- _Extracted records_
========

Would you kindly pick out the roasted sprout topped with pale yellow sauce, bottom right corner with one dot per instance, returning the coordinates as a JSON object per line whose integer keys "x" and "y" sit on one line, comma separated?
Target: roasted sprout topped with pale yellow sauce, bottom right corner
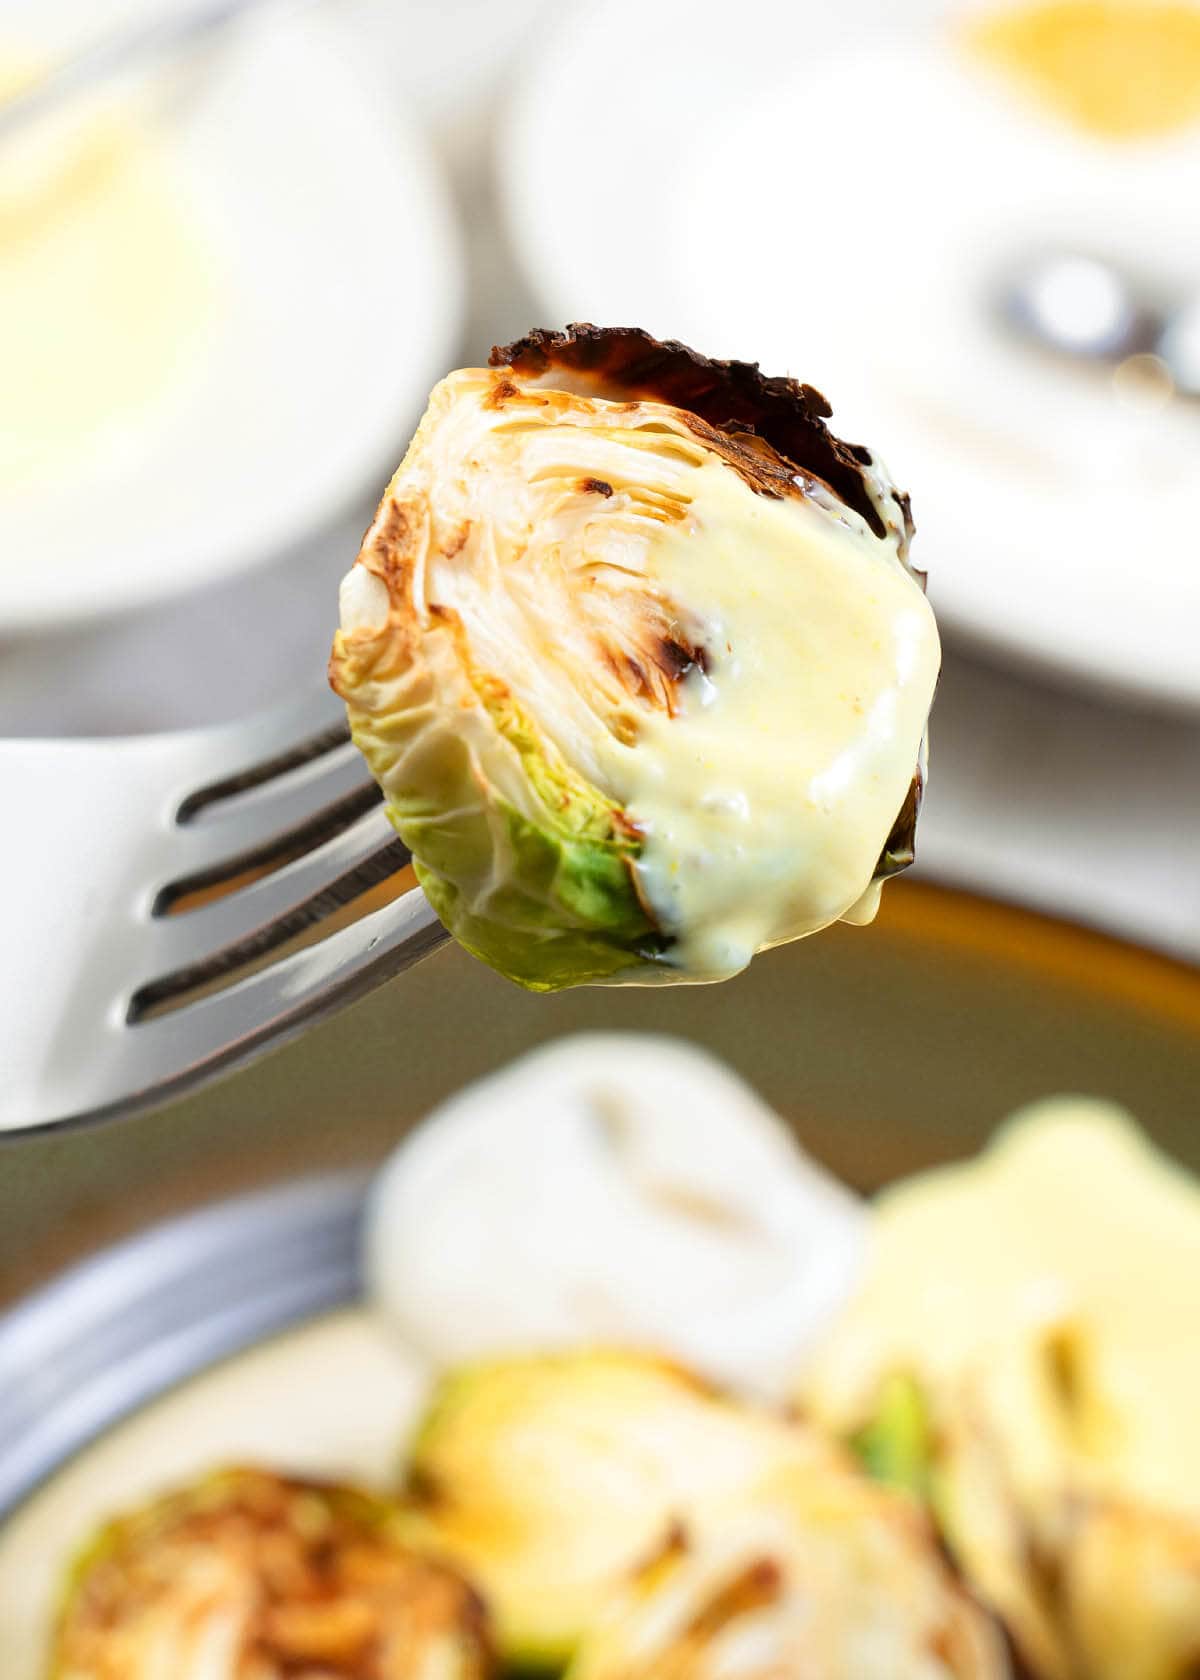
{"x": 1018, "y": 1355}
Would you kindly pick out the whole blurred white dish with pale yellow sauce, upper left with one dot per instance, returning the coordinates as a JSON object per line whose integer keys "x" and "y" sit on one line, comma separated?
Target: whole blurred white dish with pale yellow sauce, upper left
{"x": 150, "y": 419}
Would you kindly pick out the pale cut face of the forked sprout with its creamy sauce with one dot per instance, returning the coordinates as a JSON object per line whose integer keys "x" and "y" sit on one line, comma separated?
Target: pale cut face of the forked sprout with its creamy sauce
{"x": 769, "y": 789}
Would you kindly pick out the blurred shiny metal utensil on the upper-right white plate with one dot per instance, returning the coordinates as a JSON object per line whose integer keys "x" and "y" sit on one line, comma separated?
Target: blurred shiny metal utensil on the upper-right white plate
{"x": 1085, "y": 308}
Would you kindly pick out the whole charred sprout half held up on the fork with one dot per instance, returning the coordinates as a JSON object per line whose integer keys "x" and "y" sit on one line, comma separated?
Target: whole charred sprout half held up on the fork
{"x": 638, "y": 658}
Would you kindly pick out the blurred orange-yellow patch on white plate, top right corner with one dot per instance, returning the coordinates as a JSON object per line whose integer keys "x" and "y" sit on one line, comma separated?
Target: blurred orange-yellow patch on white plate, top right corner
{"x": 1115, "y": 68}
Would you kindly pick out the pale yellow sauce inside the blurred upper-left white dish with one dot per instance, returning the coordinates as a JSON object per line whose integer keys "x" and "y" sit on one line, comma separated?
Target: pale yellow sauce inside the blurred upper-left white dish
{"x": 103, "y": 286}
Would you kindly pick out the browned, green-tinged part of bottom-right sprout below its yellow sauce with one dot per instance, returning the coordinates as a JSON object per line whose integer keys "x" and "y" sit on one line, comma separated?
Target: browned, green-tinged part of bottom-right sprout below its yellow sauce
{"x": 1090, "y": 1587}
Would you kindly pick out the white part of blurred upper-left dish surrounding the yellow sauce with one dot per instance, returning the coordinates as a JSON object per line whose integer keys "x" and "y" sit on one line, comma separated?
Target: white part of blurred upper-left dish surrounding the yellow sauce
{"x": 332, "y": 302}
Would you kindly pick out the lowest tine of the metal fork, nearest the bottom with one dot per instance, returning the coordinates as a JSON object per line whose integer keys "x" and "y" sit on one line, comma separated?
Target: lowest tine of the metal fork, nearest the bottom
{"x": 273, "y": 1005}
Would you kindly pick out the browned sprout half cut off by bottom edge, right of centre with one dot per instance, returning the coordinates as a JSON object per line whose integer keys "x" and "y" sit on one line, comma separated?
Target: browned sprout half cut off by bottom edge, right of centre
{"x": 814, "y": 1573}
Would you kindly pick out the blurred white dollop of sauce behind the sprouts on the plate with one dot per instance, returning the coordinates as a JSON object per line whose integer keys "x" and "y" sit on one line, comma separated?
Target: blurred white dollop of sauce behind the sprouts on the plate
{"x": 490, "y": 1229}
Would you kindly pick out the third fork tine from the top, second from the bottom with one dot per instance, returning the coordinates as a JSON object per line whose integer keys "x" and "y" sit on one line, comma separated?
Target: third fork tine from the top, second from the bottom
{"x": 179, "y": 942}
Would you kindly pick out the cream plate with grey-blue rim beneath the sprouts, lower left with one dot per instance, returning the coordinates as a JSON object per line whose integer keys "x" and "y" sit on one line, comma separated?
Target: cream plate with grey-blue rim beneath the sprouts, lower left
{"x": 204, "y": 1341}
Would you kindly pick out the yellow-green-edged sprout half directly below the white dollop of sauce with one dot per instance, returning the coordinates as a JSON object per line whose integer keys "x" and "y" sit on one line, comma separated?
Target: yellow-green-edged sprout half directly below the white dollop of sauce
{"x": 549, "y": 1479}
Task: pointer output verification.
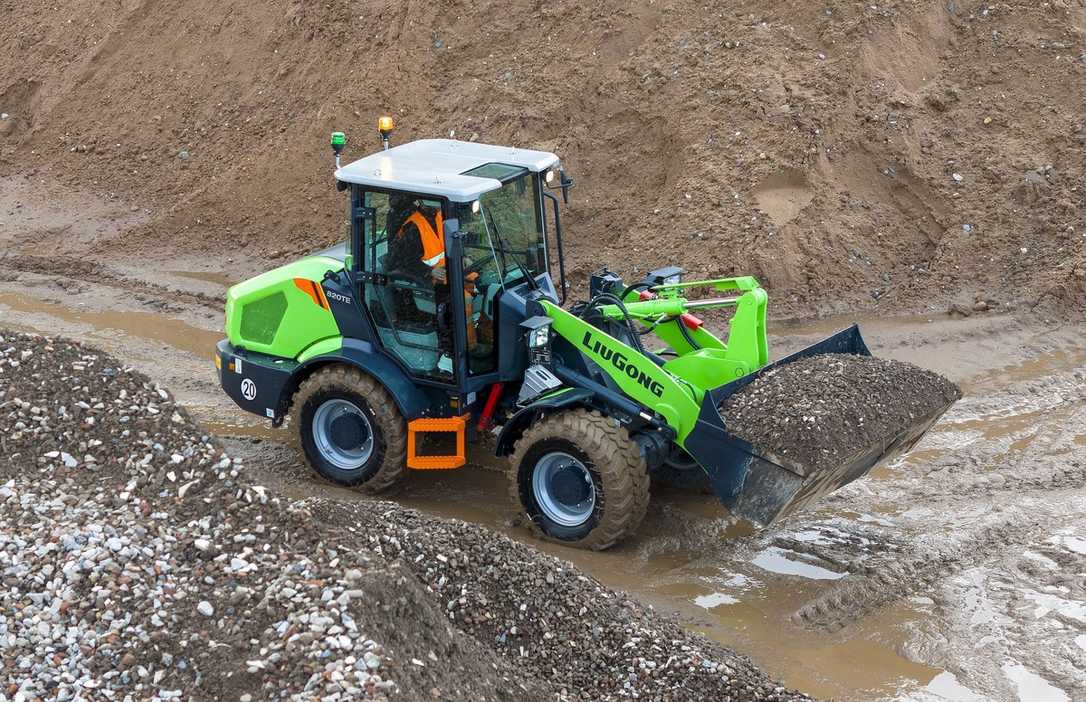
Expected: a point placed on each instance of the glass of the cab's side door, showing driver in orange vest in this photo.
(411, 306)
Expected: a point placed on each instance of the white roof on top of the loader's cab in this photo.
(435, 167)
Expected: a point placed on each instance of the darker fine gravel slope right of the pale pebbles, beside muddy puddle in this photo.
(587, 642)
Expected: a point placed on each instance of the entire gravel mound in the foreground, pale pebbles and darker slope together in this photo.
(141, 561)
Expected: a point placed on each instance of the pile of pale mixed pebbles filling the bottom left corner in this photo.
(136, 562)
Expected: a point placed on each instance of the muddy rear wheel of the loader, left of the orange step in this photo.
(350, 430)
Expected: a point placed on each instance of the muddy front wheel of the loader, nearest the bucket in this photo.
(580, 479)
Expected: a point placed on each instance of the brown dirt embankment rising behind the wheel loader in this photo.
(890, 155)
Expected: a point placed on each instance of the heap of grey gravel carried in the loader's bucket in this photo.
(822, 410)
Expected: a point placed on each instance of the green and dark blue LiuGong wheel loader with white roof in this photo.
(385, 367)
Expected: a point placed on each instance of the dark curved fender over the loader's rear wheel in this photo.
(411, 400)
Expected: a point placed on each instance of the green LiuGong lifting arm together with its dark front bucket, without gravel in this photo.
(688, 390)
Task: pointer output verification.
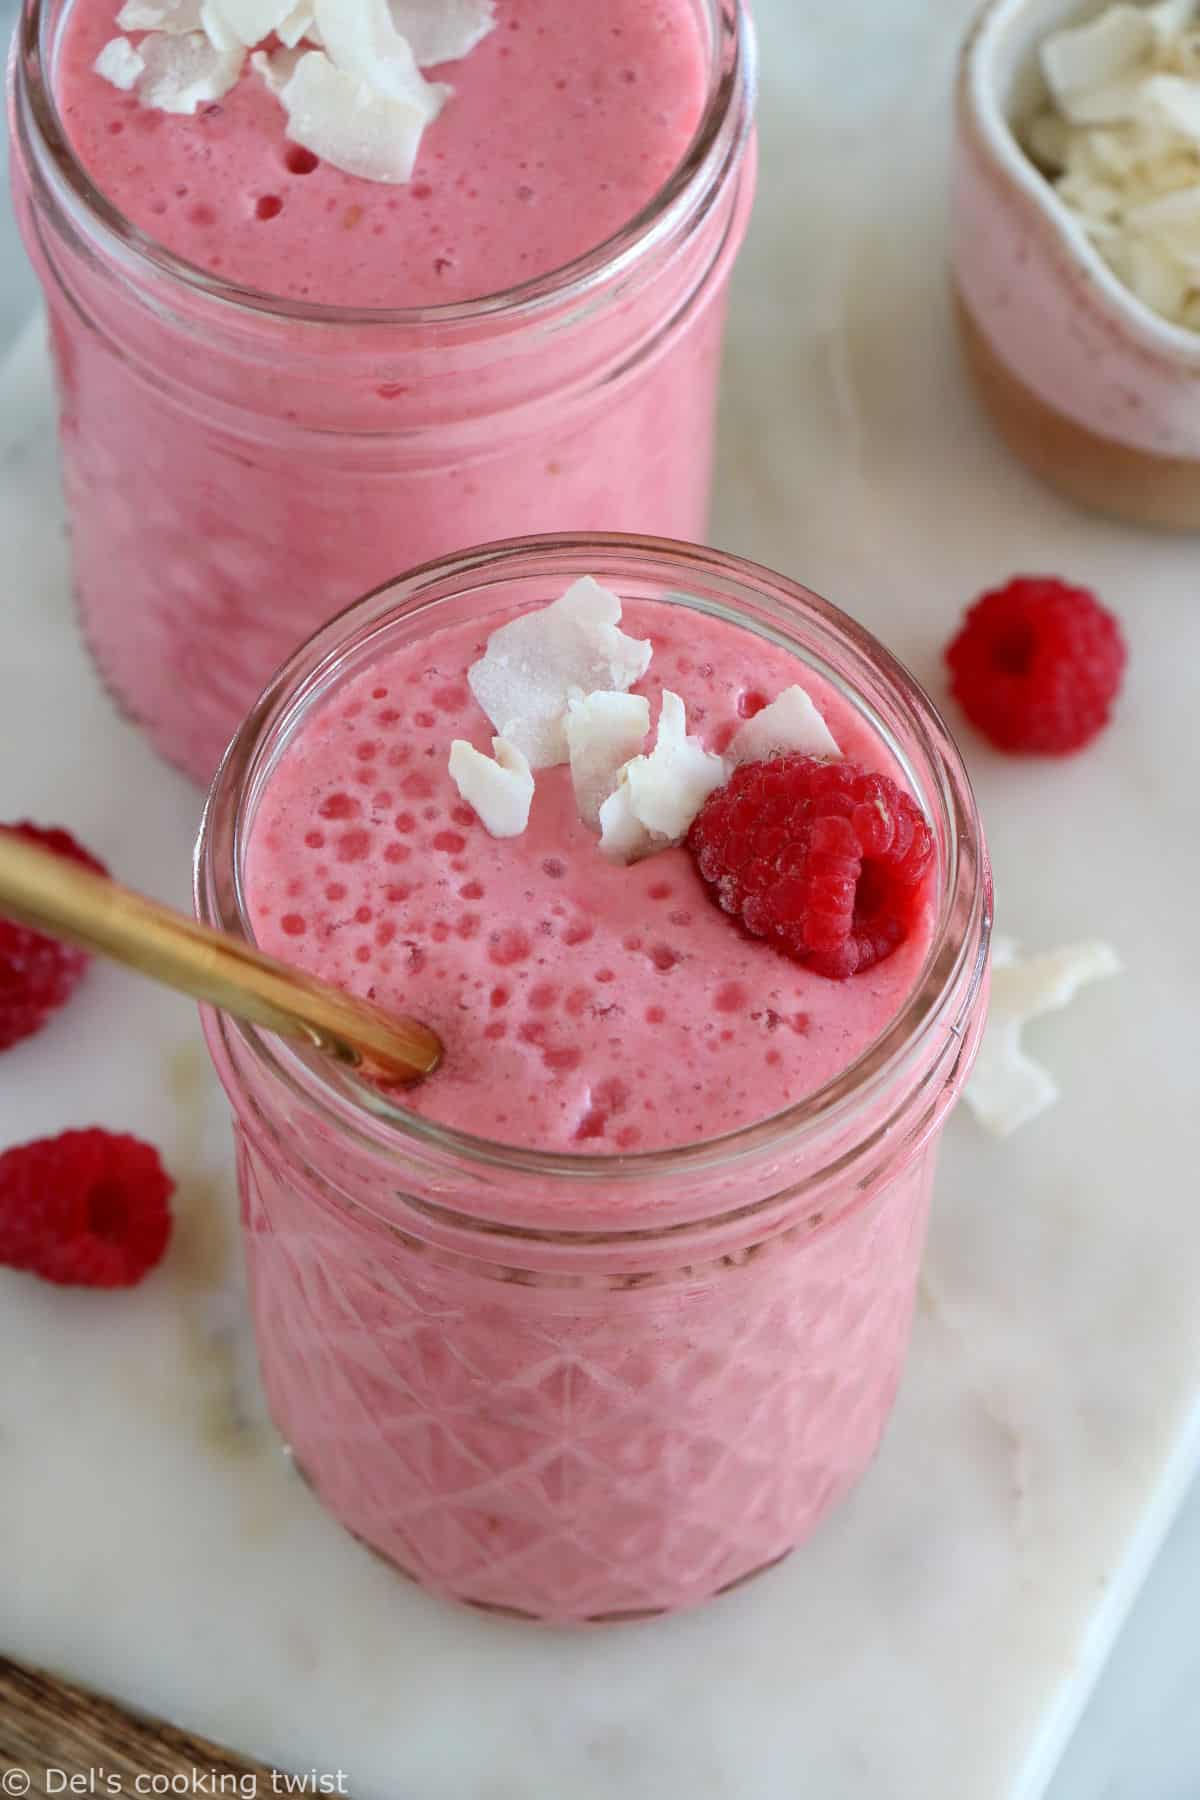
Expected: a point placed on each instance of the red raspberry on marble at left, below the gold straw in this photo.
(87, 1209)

========

- _Task description_
While leaving pictures out, reproduce exactly the lines from the beginning of the listing above through the line containing "Would you kindly pick out the whole charred", both ends included.

- _Result of this task_
Would you kindly pick out the roasted sprout topped with pale yellow sauce, bottom right corner with one dot per instance, returning the coordinates as a JSON object per line whose integer keys "x" and "y" sit on one line, comma separated?
Target: roasted sprout topped with pale yellow sauce, bottom right corner
{"x": 1018, "y": 1355}
Would you kindly pick out the whole blurred white dish with pale yellow sauce, upper left with one dot per instance, returning the coordinates as a JSON object per line whose integer keys "x" and "y" sit on one line, comma separated?
Target: whole blurred white dish with pale yellow sauce, upper left
{"x": 150, "y": 419}
Would you kindly pick out the pale cut face of the forked sprout with its creamy sauce with one dot per instance, returning the coordinates as a JSON object per line whose integer keys "x" and "y" sit on one line, comma separated?
Target: pale cut face of the forked sprout with its creamy sauce
{"x": 769, "y": 789}
Would you kindly pick out the blurred shiny metal utensil on the upper-right white plate with one dot per instance, returning the coordinates as a JSON object per line whose integer keys "x" and "y" sit on one line, comma separated?
Target: blurred shiny metal utensil on the upper-right white plate
{"x": 1085, "y": 308}
Would you kindly pick out the whole charred sprout half held up on the fork with one dot per instance, returning the coordinates as a JSON object per line whose integer keys "x" and "y" sit on one line, comma separated?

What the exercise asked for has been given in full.